Task instructions:
1. In the text on water pollution in Buffalo, where does Buffalo's water supply originate?
2. Pick up the text on water pollution in Buffalo after its last sentence and carry it forward.

Document text section start

And as a stack of recent studies and reports proves, Buffalo has a doozy of an environmental problem—a problem that could cost as much as $500 million to repair. Making our water less poisonous, and less excrement-filled, so that our water meets federal standards, so that the fish that live in it are worth catching, and so that people who touch that water don’t get sick, is a good idea in itself. Add in the economic impact, and it would seem a no-brainer.

Clean water, new jobs

Scientists at Buffalo State College produced a report in 2005 about just how tough the problem of pollution in the Buffalo River will be to deal with, because the pollution of the Buffalo River is partly about the dozens of sewer-overflow sites that dump into it, but also about the runoff from suburbs and farms way, way upstream.

Why should we care about pollution and overflowing sewers in the Buffalo River? Why does it matter that the Buffalo River is a federal “area of concern,” with report after report on toxic sediments, “bacterial loading,” and other problems? Reading some of these reports explains why, in depressing detail. Forget about swimming and fishing and rowing for a moment. It’s much more serious than recreation: Buffalo’s water supply originates at the Emerald Intake in Buffalo Harbor, which is what the Buffalo River empties into. Tonawanda’s water supply originates in the Niagara River. Our rivers, our Black Rock Canal and our Scajacuada Creek are all very disturbed places with very troubled waters.

Document text section end
Extracted material section start

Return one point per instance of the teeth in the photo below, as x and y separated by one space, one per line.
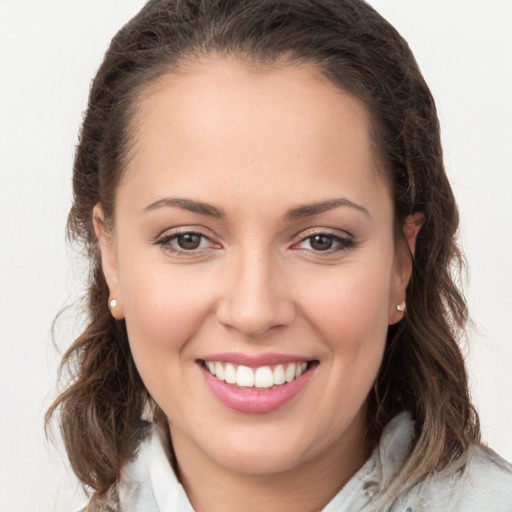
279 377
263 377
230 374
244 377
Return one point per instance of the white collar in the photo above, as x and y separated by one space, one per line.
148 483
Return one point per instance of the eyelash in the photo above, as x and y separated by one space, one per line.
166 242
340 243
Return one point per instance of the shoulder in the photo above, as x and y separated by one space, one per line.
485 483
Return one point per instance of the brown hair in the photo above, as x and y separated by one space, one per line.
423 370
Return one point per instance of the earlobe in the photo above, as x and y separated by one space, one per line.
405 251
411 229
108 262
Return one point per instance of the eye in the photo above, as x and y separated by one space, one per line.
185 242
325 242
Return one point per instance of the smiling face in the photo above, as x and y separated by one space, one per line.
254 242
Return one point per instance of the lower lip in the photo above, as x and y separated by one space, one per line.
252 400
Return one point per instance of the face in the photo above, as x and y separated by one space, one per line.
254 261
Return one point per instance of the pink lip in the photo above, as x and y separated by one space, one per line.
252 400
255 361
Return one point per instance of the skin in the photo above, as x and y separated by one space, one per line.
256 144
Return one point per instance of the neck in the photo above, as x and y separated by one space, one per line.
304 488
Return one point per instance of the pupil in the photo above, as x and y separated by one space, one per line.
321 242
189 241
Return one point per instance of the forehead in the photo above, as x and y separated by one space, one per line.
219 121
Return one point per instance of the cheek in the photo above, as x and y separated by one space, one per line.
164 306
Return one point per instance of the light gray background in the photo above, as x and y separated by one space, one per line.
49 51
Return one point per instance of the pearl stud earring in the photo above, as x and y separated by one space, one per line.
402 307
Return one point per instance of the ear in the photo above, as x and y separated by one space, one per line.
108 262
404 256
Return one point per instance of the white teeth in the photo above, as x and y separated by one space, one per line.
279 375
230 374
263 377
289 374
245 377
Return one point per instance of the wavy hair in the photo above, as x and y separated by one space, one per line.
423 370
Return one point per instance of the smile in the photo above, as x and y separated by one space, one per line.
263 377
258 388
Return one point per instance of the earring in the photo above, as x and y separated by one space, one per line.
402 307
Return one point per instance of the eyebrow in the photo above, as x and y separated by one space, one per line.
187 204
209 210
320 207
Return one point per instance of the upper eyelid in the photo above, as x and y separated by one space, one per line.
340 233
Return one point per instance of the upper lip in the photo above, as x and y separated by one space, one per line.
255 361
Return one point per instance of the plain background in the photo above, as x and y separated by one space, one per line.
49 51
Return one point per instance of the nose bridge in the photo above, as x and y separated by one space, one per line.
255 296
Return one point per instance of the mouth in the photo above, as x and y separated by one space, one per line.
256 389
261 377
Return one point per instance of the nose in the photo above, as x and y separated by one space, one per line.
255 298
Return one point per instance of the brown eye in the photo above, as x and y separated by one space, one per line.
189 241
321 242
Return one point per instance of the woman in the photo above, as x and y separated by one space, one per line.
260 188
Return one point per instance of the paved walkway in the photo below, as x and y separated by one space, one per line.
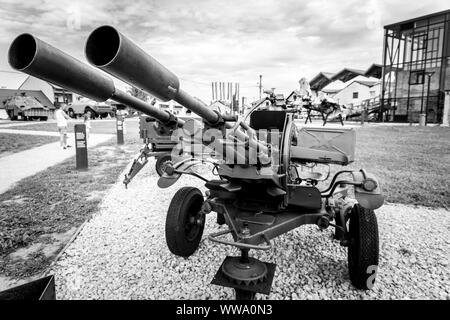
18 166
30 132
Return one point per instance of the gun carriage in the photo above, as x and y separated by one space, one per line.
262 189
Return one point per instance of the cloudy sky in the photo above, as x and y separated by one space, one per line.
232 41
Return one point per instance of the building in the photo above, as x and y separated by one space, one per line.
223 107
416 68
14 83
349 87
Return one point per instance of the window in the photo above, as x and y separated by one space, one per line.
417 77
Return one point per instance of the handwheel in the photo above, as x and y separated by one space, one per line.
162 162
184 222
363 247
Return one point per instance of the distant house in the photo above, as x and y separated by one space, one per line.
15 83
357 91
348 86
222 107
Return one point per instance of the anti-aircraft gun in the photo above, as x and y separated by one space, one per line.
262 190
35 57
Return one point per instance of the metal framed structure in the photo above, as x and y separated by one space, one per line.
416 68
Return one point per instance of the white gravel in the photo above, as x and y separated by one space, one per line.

Extracted material section end

Answers to the tasks:
1. Buffalo's water supply originates at the Emerald Intake in Buffalo Harbor.

2.
There are 68 places where, when it rains, untreated Buffalo sewage flows directly into local bodies of water. A majority of those “outfalls” are on the Buffalo River, which empties into Buffalo Harbor, where the water intake is.

The federal Environmental Protection Agency and the State Department of International Treaty Organization have been saying for a decade that this needs to be dealt with. This fall, the Army Corps of Engineers will dredge some of the toxic gunk out of the Buffalo River and next year from the old City Ship Canal, which is the body of water that runs next to the General Mills plant where they make Cheerios.

But the big work is in fixing the sewers.

Buffalo Niagara Riverkeeper is working on a project, with foundation help, to bring some sensible, proven, cost-effective green engineering to bear on our problem. It seems that engineers for the EPA discovered that preventing storm water from overflowing in the first place might make it possible for old Great Lakes and Northeast cities to clean up their water without going stone broke. Here’s what green-engineered stormwater management means: It means, essentially, catching the rain. Catch it in barrels under your house’s downspouts. Catch it in parking lots that have holes in them, or gravel next to them, and the water won’t run off into the gutter. Put some dirt and some grass and some plants on top of the flat roofs of big institutional buildings, or on grocery stores or suburban malls, and less rain runs into the sewer system. Dig a ditch (but these days the green engineers call them “catchment areas”) and put some pretty plants in them and then surround the ditch with a little fence to keep Rover or Junior from falling in, and that’s that much less water that runs off into the sewers, making them overflow and sending Mr. Floatie in his yellow stream into our drinking water.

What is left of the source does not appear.